▶ [Input data]
- - - - - - -

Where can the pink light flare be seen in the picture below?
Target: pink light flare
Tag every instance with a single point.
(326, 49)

- - - - - - -

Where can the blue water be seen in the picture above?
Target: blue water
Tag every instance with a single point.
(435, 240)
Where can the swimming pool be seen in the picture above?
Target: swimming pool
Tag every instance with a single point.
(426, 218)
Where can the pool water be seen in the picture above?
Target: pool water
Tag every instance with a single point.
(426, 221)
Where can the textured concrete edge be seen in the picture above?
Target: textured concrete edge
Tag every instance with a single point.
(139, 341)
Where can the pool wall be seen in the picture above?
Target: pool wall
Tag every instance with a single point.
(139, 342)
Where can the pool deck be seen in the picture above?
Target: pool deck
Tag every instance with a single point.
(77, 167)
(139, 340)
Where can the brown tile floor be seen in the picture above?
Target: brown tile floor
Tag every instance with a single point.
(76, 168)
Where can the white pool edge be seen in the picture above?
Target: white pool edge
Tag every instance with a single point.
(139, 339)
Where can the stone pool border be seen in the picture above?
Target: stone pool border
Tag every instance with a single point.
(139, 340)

- - - - - - -

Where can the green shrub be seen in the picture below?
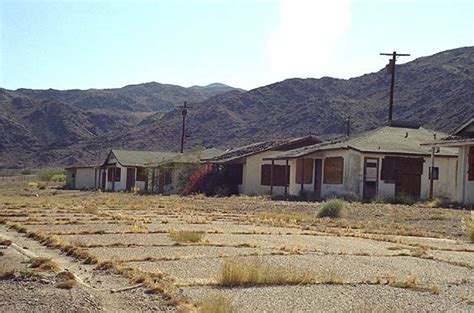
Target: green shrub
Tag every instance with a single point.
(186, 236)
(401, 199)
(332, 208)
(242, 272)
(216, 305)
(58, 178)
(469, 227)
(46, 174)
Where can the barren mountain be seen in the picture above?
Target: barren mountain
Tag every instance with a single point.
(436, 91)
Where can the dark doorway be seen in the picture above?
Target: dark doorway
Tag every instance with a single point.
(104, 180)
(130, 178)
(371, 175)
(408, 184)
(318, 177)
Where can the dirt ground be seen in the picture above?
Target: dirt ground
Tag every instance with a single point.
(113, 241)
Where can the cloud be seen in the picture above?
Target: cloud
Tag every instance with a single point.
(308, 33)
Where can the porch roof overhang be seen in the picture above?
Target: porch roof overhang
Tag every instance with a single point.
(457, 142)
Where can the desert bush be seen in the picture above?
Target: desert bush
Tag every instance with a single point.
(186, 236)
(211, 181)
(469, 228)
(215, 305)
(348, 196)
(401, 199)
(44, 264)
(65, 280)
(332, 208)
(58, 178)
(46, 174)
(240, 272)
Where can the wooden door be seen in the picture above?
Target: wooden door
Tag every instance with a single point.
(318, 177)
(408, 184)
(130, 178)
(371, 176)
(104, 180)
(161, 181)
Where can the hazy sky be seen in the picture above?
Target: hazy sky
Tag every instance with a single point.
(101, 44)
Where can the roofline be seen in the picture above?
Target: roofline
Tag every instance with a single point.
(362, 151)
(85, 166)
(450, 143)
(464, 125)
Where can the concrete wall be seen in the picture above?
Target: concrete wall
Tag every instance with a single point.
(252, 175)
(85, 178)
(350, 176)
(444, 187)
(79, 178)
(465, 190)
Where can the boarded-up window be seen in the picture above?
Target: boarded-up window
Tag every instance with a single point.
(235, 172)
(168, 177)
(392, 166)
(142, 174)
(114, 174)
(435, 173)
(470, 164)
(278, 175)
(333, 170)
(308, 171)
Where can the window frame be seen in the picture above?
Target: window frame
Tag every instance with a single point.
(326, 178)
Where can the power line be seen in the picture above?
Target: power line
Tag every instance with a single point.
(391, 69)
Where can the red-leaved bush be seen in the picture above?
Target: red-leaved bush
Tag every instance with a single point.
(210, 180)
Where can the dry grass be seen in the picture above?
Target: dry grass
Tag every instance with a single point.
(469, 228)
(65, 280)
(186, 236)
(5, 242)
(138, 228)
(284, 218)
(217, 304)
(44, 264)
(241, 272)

- - - - - - -

▶ [Task to carry out]
Gather every line of the data above that contains the string "porch".

▶ [Answer to the exercise]
Where can the porch roof overhang be seen in the picture above?
Target: porch roof overhang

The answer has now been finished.